- **Task**:
Repeat, exactly and in full, the lines of the listing below, but without any pictures.

- **Records shown**:
------------------------------------------------------------

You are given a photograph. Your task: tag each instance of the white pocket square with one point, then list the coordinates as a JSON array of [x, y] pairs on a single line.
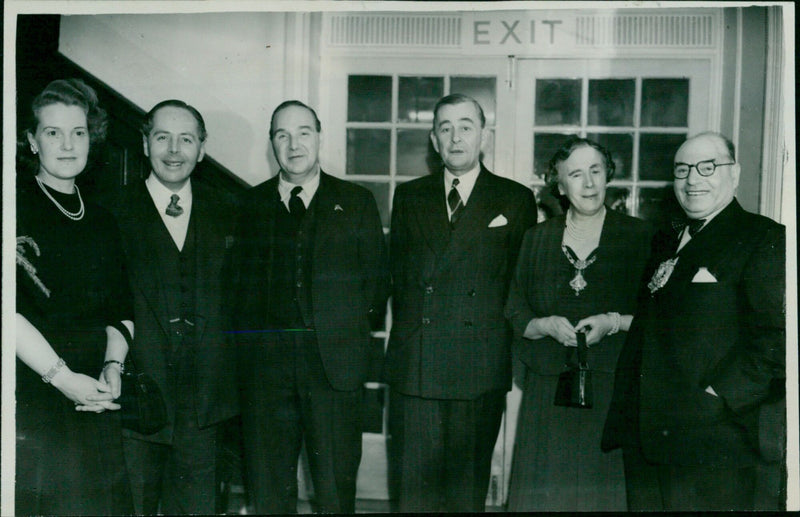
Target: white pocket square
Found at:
[[500, 220], [703, 276]]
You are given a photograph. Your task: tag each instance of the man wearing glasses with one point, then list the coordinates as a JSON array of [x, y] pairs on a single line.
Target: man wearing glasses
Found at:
[[697, 406]]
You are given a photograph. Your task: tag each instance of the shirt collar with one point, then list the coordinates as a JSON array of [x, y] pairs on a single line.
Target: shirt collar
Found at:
[[466, 182], [161, 194], [309, 189]]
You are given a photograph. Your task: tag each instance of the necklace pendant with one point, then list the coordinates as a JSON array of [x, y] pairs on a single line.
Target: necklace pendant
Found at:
[[578, 283], [662, 274]]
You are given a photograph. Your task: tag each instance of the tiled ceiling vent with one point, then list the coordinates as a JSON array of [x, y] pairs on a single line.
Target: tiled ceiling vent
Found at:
[[645, 30], [420, 30]]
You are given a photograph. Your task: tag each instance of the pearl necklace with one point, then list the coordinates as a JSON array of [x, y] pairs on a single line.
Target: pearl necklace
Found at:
[[77, 216]]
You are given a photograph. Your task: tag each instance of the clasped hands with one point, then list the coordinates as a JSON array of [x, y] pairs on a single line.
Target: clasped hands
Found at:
[[90, 394], [559, 328]]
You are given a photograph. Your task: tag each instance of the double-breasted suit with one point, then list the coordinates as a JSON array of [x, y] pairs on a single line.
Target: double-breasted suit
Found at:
[[165, 347], [449, 338], [304, 348], [719, 321]]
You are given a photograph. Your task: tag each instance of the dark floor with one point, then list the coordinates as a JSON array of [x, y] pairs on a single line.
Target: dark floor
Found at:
[[236, 505]]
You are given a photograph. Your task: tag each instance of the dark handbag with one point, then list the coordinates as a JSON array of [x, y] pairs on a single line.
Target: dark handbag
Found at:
[[143, 408], [574, 388]]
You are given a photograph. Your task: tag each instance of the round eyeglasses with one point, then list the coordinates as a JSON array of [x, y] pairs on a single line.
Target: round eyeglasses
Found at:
[[704, 168]]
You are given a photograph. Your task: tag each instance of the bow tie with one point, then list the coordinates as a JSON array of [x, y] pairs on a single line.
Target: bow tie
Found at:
[[679, 223]]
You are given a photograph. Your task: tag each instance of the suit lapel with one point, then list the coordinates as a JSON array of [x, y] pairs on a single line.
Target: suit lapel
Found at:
[[476, 216], [209, 251], [431, 214], [708, 247], [326, 200]]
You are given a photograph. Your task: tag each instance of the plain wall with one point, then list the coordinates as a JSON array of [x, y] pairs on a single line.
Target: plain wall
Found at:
[[228, 65]]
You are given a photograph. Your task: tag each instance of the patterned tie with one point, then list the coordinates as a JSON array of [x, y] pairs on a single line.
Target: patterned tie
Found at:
[[296, 206], [679, 223], [454, 201], [173, 209], [695, 225]]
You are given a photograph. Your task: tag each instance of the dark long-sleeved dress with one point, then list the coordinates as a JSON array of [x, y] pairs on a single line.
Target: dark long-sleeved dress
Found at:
[[68, 462], [558, 464]]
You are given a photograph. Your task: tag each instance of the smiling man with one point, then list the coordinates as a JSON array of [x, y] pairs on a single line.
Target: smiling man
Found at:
[[177, 234], [454, 242], [313, 280], [696, 406]]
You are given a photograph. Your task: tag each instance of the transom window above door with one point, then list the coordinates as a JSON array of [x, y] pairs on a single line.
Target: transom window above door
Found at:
[[641, 112]]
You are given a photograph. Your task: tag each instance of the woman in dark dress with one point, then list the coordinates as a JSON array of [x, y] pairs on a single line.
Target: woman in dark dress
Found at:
[[73, 320], [577, 272]]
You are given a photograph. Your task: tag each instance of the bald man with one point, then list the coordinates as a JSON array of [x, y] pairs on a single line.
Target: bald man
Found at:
[[705, 356]]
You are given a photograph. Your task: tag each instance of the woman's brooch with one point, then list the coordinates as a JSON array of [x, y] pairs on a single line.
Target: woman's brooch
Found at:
[[26, 264]]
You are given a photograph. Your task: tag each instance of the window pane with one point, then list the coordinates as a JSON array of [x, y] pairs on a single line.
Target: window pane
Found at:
[[545, 146], [372, 410], [611, 102], [368, 151], [558, 102], [417, 96], [657, 205], [656, 155], [414, 152], [369, 98], [665, 102], [620, 145], [482, 89], [487, 154], [381, 193], [618, 199]]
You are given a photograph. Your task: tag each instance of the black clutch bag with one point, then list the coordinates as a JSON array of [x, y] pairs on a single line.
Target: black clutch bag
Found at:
[[574, 387], [143, 408]]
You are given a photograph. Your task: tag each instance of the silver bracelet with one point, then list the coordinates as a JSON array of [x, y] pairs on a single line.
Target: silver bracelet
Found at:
[[114, 361], [617, 319], [47, 377]]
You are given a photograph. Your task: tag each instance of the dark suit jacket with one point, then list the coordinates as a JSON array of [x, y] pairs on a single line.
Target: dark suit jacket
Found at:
[[349, 279], [143, 235], [729, 334], [449, 337]]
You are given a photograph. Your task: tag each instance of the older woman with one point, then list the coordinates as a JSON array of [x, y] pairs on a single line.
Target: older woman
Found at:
[[73, 321], [576, 273]]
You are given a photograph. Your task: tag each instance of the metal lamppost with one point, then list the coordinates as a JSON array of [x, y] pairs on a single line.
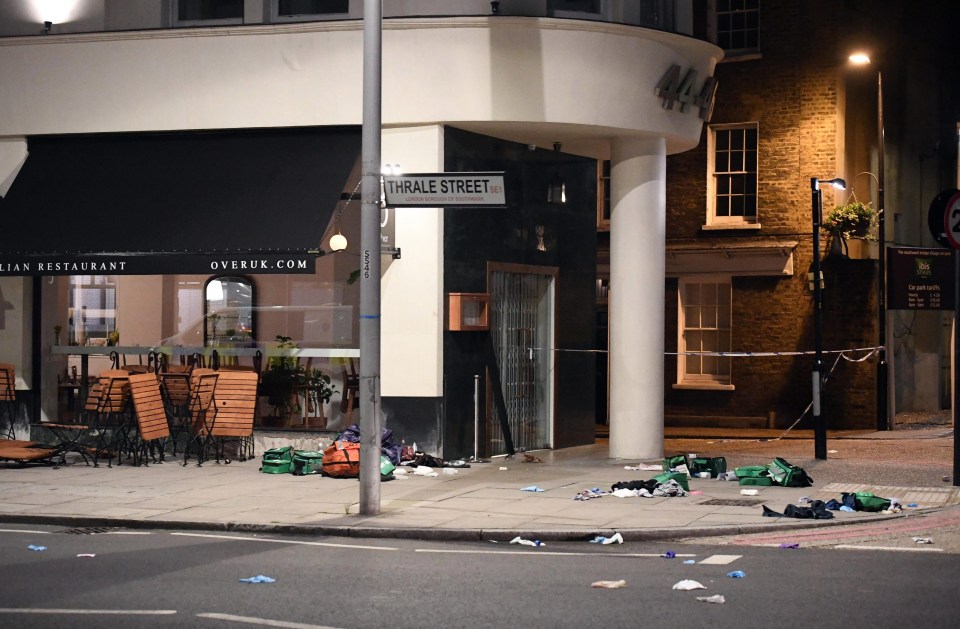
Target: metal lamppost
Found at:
[[883, 420], [819, 424]]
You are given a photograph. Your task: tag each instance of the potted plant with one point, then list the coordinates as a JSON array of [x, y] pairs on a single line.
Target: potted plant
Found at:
[[284, 380], [852, 221]]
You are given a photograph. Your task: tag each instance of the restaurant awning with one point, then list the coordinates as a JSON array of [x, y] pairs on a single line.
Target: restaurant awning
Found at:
[[254, 201]]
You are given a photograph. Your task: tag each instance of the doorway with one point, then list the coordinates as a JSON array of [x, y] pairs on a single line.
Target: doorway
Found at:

------------------------------------------------------------

- **Answer to the problem**:
You are given a photograph. Your task: tag each instance of the white pocket square with one point, then list the coordinates as a JSON array of [x, y] pairs on a single line.
Target: white pocket square
Found at:
[[500, 220], [703, 276]]
You are given a photograph. Your task: tag each instance of the man wearing glasses with one point, then list the coordinates as a JSON array of [x, y] pairs on a single line.
Target: man wearing glasses
Found at:
[[697, 406]]
You are given a photograph. Your task: tag each instance of the shirt collar with one point, then list the coordinates as a JSON array of [x, y] pairs on a single line.
Target: shirt collar
Found at:
[[466, 182], [161, 194], [309, 189]]
You are given a photograph. Your task: tag each instance of the necklace pendant with one point, then list the coordinates as a JSON array of [x, y] pairs on a single line.
Target: necklace pendant
Found at:
[[578, 283], [662, 274]]
You are given a photograph. Your task: tag each instance of the tiled ceiling vent with one point, then list the coordinates as a JSON array of [x, y] pairs on a single line.
Target: tiled ceiling vent
Found at:
[[645, 30], [420, 30]]
You are given a photograph. Your task: tag each instance of the pearl necklace with one point, then list the coordinates as a JSON array of [x, y] pairs on a single line.
Target: pearl necklace
Found at:
[[77, 216]]
You are given a photograph. Your task: tag each instance of the clasped hands with one point, then list the coordinates as a JSON array of [x, y] pairs on a single line.
Target: clasped hands
Found at:
[[90, 394], [559, 328]]
You are given a photograph. Your task: tag each instance of the double-breasted suit with one point, then list the coordinates as a JSON array of [x, y] pairs on a single line.
Target: double-breasted suit
Found at:
[[165, 347], [449, 338], [304, 348], [719, 321]]
You are given a photograph. Your task: tag each instance of the dark floor with one point, then list the coordinates as a JSON array of [x, y] pairs on a single line.
Target: dark floor
Found at:
[[236, 505]]
You are given a photograph. Your task: tag each instance of the dark handbag with one point, then list the coordinates as a JSON array of [x, y] pairs on a single line.
Target: dark handbag
Found at:
[[143, 408], [574, 388]]
You are given a photograph. Your task: tag each instance of the round eyeglasses with one point, then list the coordinates as a JSON array of [x, y] pairs on a single line.
Target: round eyeglasses
Found at:
[[704, 168]]
You are given a photograph. Your task: tag each instance of the bow tie with one point, then list the coordinates as a JSON array of [x, y] pairs on a single line.
Target: bow tie
Found at:
[[679, 223]]
You are given a photograph. Your task: tag each instance of the suit lapel with one point, then list the coordinates as a JSON array of [x, y] pairs on a single line.
Target: suit lapel
Found at:
[[476, 216], [209, 251], [431, 214], [708, 247], [326, 200]]
You are given a photograph. Your task: tag each instance of the plain wall with one point, then list the coordinates as a JSON array of [x, y] pairs on a single line.
Target: plain wall
Found at:
[[228, 65]]
You are given a photograph. Your task: tag each instance of the patterned tie with one point, then list the coordinates as a JSON array of [x, y] pairs on a single line.
Target: patterned tie
Found at:
[[296, 206], [679, 223], [454, 201], [173, 209], [695, 225]]
You are given a photograph. Your task: tag each instance of the dark long-sleeved dress with one point, then list the coordinates as a JSON array of [x, y] pairs on a single line.
Target: dark long-sleeved dress
Found at:
[[68, 462], [558, 464]]
You are given a photograph. Your task: tag each instance of the smiling man with one point, then list the coordinates as a JSON array of [x, y] pairs on a single line.
Target: smiling man
Found at:
[[177, 234], [454, 242], [313, 280], [696, 406]]
You are given a photograph. Your task: tag each instance of the transom window above door with one point, then list the coordinates as a JSON array of [x, y] pairs on a single line.
Target: transom window above door
Found at:
[[641, 112]]
You are given a photograph. Your task: tag each instance of the woman in dark dress with one point, then list the coordinates as a JSON array of [x, y] pairs on a single line.
Target: woman in dark dress
Found at:
[[73, 320], [577, 272]]
You are given a photograph. Your task: tag each instance of the bald man with one point, then list the coordinates as a JSON array of [x, y] pairs on a single line.
Target: bald man
Found at:
[[705, 356]]
You are given a photograph. Your task: tag each instance of the woman's brooch with one point, then list the coordinates as a JSON array of [x, y] pairs on a single line.
Target: woman's brooch
Found at:
[[26, 264]]
You are given a photograph. Your task: tag each instance of the window pane with one point, then list the coordinates as a JSON array of [x, y] pairs on a single line.
Target: window pane
Found at:
[[545, 146], [372, 410], [611, 102], [368, 151], [558, 102], [417, 96], [657, 205], [656, 155], [414, 152], [369, 98], [665, 102], [620, 145], [482, 89], [487, 154], [381, 193], [618, 199]]
You are given a photograph. Your task: tag each instance of the black clutch bag with one point, then list the coordinates as a JSON array of [x, y] pairs on a single line.
Target: black clutch bag
Found at:
[[574, 387], [143, 408]]
You are given a photograph. Your task: tag each instance of the silver bracelet with one point, then list the coordinates as a JSON array of [x, y] pairs on a single line.
Target: silver bracelet
Found at:
[[114, 361], [617, 319], [47, 377]]
You are given a photograph. Your task: tag each instance of the dark suit jacket with one point, then list the coordinates as a JSON array of [x, y] pairs on a single line.
Target: dark suit jacket
Found at:
[[349, 279], [143, 235], [729, 334], [449, 337]]
You are given a photograph. Your task: tag each instance of the older woman with one point, then list the coordinates as a JSON array of [x, y] pairs on a single line.
Target: older woman
Found at:
[[73, 321], [576, 273]]
You are given a photograph. Your task: tag each instance of the metal lamppost with one point, then list the coordinates as a JSON array of [x, y] pairs on a single line.
Target: metal lamppost
Found at:
[[883, 420], [819, 424]]
You are given a photograph. Your task: tag each instance of the potted plant with one point, then list the coordinates as a JSON array of [x, y] pairs on a single line.
Target: potted plant
Found at:
[[284, 380], [852, 221]]
You are given a photograph. Your task: tag each instance of the restaurant awning with one point, then list the coordinates as a JSON array of [x, y] pairs on a single line.
Target: restaurant awning
Found at:
[[254, 201]]
You are given a photograph. Your task: tag each instance of the doorway with one point, then list the coordinates as a JSON array of [x, y] pairs on a single line.
Target: doorway
Found at:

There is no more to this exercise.